#### Record set:
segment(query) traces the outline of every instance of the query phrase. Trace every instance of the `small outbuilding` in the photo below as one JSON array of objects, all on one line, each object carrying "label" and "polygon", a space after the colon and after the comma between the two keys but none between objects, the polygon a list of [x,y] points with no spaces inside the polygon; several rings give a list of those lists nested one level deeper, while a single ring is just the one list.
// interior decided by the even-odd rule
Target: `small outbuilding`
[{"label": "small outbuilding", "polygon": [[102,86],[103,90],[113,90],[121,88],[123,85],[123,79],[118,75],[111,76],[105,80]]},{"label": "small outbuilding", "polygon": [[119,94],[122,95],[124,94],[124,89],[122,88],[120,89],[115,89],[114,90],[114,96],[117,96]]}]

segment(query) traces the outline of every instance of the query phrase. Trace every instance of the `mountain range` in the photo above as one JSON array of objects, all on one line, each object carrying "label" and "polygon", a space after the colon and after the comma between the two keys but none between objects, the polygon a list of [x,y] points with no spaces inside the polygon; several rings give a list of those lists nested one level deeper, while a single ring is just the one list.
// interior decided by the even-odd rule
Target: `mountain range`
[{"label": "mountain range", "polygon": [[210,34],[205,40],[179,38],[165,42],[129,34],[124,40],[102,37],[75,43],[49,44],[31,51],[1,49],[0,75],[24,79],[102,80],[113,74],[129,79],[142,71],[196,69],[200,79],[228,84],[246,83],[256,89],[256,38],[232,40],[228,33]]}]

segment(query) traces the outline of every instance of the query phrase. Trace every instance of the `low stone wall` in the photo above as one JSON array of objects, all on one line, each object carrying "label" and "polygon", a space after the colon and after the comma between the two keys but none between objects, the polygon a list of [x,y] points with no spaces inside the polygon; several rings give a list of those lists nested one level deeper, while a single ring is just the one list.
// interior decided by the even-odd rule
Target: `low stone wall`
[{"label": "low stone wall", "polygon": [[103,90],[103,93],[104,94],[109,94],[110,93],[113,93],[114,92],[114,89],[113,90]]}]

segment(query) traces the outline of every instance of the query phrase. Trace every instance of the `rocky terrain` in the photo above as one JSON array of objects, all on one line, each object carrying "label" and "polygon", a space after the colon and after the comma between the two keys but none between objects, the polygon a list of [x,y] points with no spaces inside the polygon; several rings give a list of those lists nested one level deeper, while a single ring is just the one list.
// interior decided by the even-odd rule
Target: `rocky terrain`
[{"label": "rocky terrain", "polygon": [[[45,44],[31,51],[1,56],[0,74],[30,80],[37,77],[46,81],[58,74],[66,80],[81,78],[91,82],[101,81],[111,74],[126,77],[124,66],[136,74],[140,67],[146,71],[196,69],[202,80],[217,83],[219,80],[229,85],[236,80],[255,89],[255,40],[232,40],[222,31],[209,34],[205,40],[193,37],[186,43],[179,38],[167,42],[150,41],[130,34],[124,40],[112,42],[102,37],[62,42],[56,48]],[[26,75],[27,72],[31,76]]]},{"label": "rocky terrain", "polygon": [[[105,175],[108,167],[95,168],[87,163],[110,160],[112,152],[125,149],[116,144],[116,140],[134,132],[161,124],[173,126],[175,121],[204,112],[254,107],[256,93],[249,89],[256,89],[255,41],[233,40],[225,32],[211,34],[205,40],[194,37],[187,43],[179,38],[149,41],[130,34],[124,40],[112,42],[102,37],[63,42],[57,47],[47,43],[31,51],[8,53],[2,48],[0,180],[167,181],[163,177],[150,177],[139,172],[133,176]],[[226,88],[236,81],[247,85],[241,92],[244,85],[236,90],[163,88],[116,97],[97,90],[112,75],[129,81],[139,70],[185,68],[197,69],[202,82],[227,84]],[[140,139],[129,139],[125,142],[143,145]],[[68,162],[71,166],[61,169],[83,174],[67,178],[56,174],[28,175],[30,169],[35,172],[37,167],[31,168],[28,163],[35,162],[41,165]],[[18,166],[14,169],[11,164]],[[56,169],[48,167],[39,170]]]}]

#### Aim:
Copy out the material above in its entirety. Every detail must match.

#### Solution to the problem:
segment(query) traces the outline of every instance of the query phrase. Trace every instance of the `small outbuilding` in the photo below as one JSON array of objects, all on one line, each object carrying "label" and "polygon", a space after the colon and after the comma between the two keys but none between objects, the polygon a list of [x,y] points with no spaces inside the polygon; several rings give a list of those lists nested one level deeper, while a single ring is just the one list.
// interior decided by the even-odd rule
Target: `small outbuilding`
[{"label": "small outbuilding", "polygon": [[102,86],[103,90],[113,90],[121,88],[123,85],[123,79],[118,75],[111,76],[105,80]]},{"label": "small outbuilding", "polygon": [[119,94],[122,95],[124,94],[124,89],[122,88],[120,89],[115,89],[114,90],[114,96],[117,96]]}]

segment(query) traces the outline of every instance of the query phrase. Trace every instance of the `mountain range` in the photo above as one JSON array of objects, all on one line, each object carrying "label" and "polygon", a space after the colon and after the comma between the two keys but none between objects, the polygon a list of [x,y] points with no spaces inside the polygon; several rings give a list of those lists nested one level deeper, while a single ring is just the one list.
// interior decided by the even-odd rule
Target: `mountain range`
[{"label": "mountain range", "polygon": [[210,34],[205,40],[179,38],[165,42],[129,34],[124,40],[102,37],[75,43],[49,44],[31,51],[1,49],[0,75],[24,79],[102,80],[113,74],[129,79],[142,71],[196,69],[200,79],[228,84],[246,83],[256,89],[256,38],[232,40],[228,33]]}]

segment(query) traces the outline of every instance of the query phrase. Trace every instance of the `low stone wall` in the photo above as one JSON array of objects, all on one line, each object carrying "label" and "polygon", a space after the colon and after the comma between the two keys but none between objects, the polygon a list of [x,y] points with no spaces inside the polygon; several rings give a list of those lists nested one level deeper, while a single ring is just the one list.
// interior decided by the even-odd rule
Target: `low stone wall`
[{"label": "low stone wall", "polygon": [[103,90],[103,93],[104,94],[109,94],[110,93],[113,93],[114,92],[114,89],[113,90]]}]

segment(query) traces the outline of every instance of the query phrase. Trace every instance of the `rocky terrain` in the photo above as one JSON array of objects, all on one line, each object carrying "label" and "polygon", a space after the colon and after the comma between the two keys but none between objects, the polygon a list of [x,y] points with no spaces inside the polygon; several rings give a list of those lists nested one level deeper, while a single ring is just the one list.
// interior decided by the even-odd rule
Target: `rocky terrain`
[{"label": "rocky terrain", "polygon": [[[45,44],[31,51],[1,56],[0,74],[30,80],[37,77],[46,81],[58,74],[66,80],[81,78],[91,82],[101,81],[111,74],[126,77],[124,66],[136,74],[140,67],[146,71],[196,69],[202,80],[217,83],[219,80],[229,85],[236,80],[255,89],[255,40],[232,40],[222,31],[209,34],[205,40],[193,37],[186,43],[179,38],[167,42],[150,41],[130,34],[124,40],[112,42],[102,37],[62,42],[56,48]],[[26,75],[27,72],[31,76]]]},{"label": "rocky terrain", "polygon": [[[105,175],[108,167],[95,168],[87,163],[110,160],[112,152],[125,149],[116,144],[116,140],[134,132],[161,124],[173,126],[175,121],[204,112],[254,107],[256,93],[249,89],[256,89],[255,41],[233,40],[225,32],[211,34],[205,40],[194,37],[187,43],[179,38],[149,41],[130,34],[124,40],[112,42],[102,37],[63,42],[57,47],[47,43],[31,51],[8,53],[2,48],[0,180],[167,181],[163,177],[150,177],[139,172],[133,176]],[[226,88],[236,81],[247,85],[241,92],[244,85],[236,90],[163,88],[116,97],[97,90],[112,75],[129,81],[139,70],[185,68],[197,69],[202,82],[227,84]],[[140,139],[129,139],[125,142],[143,145]],[[68,162],[71,166],[61,169],[83,174],[67,178],[56,174],[28,175],[30,169],[35,172],[37,167],[31,168],[28,163],[35,162],[41,165]],[[18,166],[14,169],[11,164]],[[56,169],[48,167],[39,170]]]}]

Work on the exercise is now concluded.